YOUR OBJECTIVE => Turn the stretch of lines from the one containing "input: open mouth | mode: detection" through the one containing "[195,61,208,69]", both included, into a numbered list, leaving out any blank lines.

[Items from a labeling collection]
[START]

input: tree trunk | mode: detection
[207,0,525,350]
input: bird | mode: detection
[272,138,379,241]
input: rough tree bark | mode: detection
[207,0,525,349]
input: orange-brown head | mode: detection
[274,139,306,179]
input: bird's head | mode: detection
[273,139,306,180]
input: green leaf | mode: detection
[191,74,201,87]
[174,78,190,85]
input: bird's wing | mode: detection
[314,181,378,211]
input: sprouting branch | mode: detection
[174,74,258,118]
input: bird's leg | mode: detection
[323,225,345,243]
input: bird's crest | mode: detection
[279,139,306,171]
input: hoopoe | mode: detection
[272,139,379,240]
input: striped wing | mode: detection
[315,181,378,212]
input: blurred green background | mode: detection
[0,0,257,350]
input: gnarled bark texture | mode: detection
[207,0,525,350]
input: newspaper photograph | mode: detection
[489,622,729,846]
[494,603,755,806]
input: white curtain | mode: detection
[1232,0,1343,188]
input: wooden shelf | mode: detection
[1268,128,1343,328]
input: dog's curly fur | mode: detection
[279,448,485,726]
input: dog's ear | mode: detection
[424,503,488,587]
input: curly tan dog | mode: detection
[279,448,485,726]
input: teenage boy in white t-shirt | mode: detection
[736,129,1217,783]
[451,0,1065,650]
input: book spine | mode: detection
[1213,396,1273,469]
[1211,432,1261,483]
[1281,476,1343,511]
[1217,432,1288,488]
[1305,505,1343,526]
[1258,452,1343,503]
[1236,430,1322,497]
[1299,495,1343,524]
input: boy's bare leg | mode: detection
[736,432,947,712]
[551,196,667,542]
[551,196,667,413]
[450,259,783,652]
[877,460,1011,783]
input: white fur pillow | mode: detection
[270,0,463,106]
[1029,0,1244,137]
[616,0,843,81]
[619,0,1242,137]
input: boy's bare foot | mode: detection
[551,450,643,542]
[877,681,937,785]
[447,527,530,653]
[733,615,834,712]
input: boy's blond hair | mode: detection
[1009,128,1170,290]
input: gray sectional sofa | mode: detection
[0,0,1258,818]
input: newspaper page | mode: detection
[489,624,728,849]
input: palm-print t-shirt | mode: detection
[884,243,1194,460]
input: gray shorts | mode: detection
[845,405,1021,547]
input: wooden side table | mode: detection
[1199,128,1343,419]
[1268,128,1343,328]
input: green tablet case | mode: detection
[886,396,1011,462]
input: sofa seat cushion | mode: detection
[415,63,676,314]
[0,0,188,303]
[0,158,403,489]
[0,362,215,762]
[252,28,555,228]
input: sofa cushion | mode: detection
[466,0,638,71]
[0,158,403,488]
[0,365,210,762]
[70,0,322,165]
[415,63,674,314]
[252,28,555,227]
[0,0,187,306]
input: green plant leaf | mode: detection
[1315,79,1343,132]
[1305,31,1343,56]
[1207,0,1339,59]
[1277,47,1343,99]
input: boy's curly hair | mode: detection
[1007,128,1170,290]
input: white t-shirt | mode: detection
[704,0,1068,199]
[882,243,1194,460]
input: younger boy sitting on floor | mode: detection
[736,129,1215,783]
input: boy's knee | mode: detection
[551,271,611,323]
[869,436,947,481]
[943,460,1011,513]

[END]
[START]

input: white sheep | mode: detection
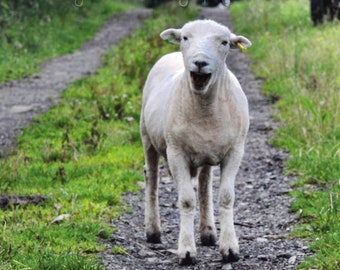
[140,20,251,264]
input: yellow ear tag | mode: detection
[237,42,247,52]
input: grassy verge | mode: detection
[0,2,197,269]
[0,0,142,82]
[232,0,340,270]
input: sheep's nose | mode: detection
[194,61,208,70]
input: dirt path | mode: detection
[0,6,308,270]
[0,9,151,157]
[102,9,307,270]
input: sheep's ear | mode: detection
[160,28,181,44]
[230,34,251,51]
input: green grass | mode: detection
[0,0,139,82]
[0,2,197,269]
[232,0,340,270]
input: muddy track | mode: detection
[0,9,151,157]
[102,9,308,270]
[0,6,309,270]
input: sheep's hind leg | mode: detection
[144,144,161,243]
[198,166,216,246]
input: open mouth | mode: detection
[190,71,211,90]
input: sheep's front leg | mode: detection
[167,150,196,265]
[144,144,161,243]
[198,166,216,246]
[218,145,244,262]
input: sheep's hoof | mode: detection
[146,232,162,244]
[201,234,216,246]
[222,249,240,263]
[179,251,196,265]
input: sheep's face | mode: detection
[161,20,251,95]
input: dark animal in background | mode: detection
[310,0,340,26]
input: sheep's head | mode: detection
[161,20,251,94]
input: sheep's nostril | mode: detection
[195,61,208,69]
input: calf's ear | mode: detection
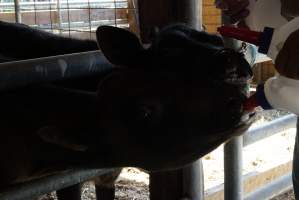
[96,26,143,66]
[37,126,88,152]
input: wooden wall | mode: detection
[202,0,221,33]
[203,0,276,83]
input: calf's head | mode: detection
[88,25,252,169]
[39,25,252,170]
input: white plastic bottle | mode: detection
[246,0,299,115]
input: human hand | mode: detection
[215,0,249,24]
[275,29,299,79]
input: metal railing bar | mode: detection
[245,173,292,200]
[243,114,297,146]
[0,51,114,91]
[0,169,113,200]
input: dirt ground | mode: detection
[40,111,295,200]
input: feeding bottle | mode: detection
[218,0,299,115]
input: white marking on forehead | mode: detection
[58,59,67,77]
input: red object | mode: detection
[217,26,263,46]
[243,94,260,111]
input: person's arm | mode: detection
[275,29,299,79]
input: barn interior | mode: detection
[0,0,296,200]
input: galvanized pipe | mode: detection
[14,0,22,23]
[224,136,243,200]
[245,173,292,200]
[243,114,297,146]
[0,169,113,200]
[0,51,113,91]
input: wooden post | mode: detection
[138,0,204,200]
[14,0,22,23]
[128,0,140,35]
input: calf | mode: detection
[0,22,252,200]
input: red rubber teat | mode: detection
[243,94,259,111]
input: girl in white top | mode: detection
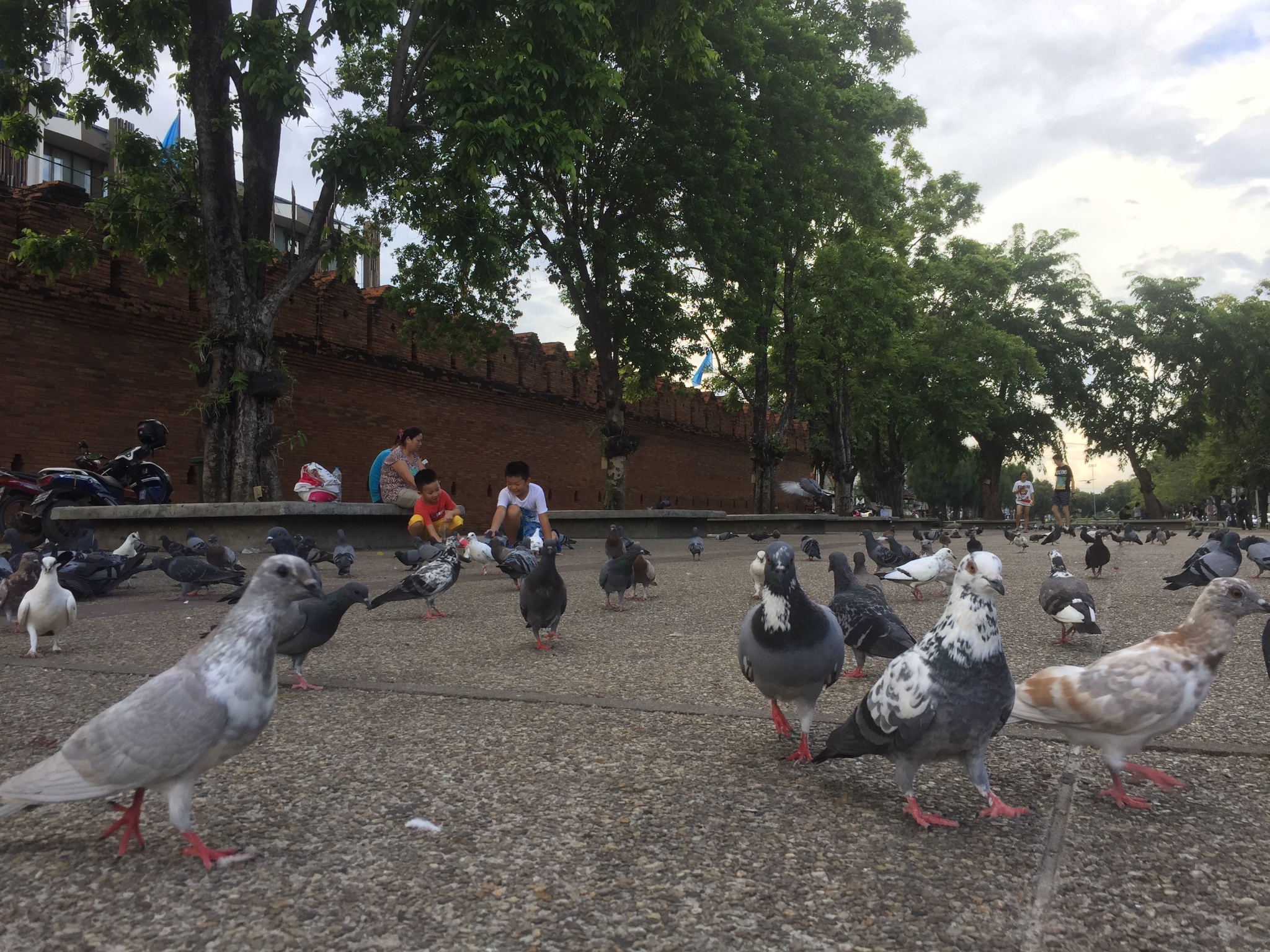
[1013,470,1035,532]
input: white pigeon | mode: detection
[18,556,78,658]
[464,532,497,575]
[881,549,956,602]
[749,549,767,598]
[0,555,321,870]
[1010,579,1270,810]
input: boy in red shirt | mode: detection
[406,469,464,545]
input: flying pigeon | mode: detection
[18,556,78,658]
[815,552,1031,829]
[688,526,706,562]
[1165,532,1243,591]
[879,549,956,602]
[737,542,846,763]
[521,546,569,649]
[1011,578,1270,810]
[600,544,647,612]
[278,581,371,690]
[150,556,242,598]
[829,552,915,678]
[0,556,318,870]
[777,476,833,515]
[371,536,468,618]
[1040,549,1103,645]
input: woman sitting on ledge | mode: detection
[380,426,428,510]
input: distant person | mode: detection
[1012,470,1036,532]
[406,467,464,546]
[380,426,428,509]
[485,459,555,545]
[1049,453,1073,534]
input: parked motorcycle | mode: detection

[END]

SOLVED EXERCISE =>
1. input: open mouth | mode: detection
2. [190,71,211,90]
3. input: sheep's front leg | mode: detection
4. [167,150,196,265]
5. [144,144,161,243]
6. [198,166,216,246]
7. [218,145,244,262]
8. input: sheep's hoof | mode: detection
9. [146,232,162,244]
10. [201,234,216,246]
11. [222,249,240,263]
12. [179,251,196,265]
13. input: sheep's face | mode: detection
14. [161,20,251,95]
15. input: dark animal in background | mode: detection
16. [310,0,340,26]
17. input: sheep's head | mode: detection
18. [161,20,251,94]
19. input: sheep's nostril | mode: detection
20. [195,61,208,69]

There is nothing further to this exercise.